Fumes from cooking meat on barbecues, wood burning stoves and traffic may trigger rheumatoid arthritis, new research suggests.
Researchers found that people with the highest levels of chemicals called polycyclic aromatic hydrocarbons — also given off by cigarette smoke and gas cookers — had the highest risk of the inflammatory disease.
The research reported in BMJ Open said that the chemicals seem to account for most of smoking’s impact on risk of the disease.
The researchers said few studies have looked at their association with inflammatory conditions, such as rheumatoid arthritis.
The disease is thought to arise from a complex interplay between genes, sex, and age, and environmental factors, including smoking, nutrition, and lifestyle.
Researchers found that people with the highest levels of chemicals called polycyclic aromatic hydrocarbons – also given off by cigarette smoke and gas cookers -had the highest risk of the inflammatory disease
Rheumatoid arthritis is the most common inflammatory disease, affecting around 400,000 people in the UK according to the NHS. It can affect adults at any age, but most commonly starts between the ages of 40 and 50. About three times as many women as men are affected.

→ **INFORMATION SHOWN**
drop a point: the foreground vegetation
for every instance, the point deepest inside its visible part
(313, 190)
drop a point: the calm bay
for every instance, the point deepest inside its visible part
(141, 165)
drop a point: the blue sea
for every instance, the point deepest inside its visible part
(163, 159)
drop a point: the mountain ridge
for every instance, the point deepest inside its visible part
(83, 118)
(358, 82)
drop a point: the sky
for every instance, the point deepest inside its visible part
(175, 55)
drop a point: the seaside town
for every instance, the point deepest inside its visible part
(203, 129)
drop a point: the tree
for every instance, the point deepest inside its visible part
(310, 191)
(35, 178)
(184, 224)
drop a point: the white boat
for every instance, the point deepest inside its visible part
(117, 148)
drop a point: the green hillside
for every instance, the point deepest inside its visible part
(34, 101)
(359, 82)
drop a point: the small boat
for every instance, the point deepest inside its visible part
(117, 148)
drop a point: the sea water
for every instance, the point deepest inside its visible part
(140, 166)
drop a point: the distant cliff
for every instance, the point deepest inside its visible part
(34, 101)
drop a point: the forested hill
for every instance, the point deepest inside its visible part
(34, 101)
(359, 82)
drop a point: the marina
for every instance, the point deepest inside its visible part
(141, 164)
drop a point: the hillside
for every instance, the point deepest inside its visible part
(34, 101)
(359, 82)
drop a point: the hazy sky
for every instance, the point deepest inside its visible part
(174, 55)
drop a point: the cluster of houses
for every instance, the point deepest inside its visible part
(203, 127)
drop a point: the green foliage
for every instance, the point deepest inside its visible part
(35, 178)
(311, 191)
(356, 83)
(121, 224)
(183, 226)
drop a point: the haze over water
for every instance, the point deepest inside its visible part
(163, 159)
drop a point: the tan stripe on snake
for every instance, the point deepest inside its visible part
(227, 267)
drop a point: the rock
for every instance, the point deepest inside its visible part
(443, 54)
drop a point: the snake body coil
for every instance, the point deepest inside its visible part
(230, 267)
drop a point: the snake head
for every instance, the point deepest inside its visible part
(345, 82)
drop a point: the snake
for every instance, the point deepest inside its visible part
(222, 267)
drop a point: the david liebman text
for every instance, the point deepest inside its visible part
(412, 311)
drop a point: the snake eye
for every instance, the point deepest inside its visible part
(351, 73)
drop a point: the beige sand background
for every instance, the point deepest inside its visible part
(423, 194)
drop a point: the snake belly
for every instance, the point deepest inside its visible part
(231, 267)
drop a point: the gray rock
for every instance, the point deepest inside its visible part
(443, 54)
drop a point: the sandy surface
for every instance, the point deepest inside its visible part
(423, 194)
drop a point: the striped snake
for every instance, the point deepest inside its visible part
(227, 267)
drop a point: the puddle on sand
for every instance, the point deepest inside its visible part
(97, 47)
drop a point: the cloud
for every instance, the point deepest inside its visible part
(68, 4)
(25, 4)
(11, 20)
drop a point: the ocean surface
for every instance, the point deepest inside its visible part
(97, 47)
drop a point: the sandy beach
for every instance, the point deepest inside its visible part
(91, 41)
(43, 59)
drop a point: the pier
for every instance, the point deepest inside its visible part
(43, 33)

→ **WHAT TO WORK ON**
Write out the whole article above on fumes and rheumatoid arthritis word for word, with nothing changed or left out.

→ **EXERCISE ANSWER**
Fumes from cooking meat on barbecues, wood burning stoves and traffic may trigger rheumatoid arthritis, new research suggests.
Researchers found that people with the highest levels of chemicals called polycyclic aromatic hydrocarbons — also given off by cigarette smoke and gas cookers — had the highest risk of the inflammatory disease.
The research reported in BMJ Open said that the chemicals seem to account for most of smoking’s impact on risk of the disease.
The researchers said few studies have looked at their association with inflammatory conditions, such as rheumatoid arthritis.
The disease is thought to arise from a complex interplay between genes, sex, and age, and environmental factors, including smoking, nutrition, and lifestyle.
Researchers found that people with the highest levels of chemicals called polycyclic aromatic hydrocarbons – also given off by cigarette smoke and gas cookers -had the highest risk of the inflammatory disease
Rheumatoid arthritis is the most common inflammatory disease, affecting around 400,000 people in the UK according to the NHS. It can affect adults at any age, but most commonly starts between the ages of 40 and 50. About three times as many women as men are affected.